# [Görevin]
Gösterilen metne göre cenaze törenlerine katılanlar hangi yıldan beri “şehitler ölmez, vatan bölünmez” diye bağırıyor?

# [Gösterilen Metin]
Seçim hükümetini kurduk hamdolsun.
Ve böylelikle yeniden seçim yollarına düştük.
Bu arada hemen hemen her gün asker öldürülüyor, polis öldürülüyor, bayrağa sarılı tabutlar içinde memleketlerine, ailelerine teslim ediliyor.
Bu şehitlerin ailelerinden başka acı yaşayan yok.
Cenaze törenlerine katılanlar, 1985 yılından bu yana “şehitler ölmez, vatan bölünmez” diye bağırıyor, o kadar…
Birileri bir şeyler yapmak zorunda.
Birileri doğruları yazmak zorunda.
Yapıyoruz da yazıyoruz da ne oluyor?
X
Ben enerji bakanı olsaydım, (olmam ya), bu seçim hükümetinden önceki enerji bakanı olan muhterem kadar pişkin olamazdım.

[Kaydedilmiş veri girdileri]
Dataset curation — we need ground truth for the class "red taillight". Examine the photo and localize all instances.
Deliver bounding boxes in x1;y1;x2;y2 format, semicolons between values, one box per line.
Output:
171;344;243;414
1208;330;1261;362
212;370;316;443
--
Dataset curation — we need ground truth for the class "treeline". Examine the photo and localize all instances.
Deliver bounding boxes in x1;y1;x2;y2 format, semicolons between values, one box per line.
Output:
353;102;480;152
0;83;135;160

# [Alıştırmanın Çözümü]
1985 yılından beri.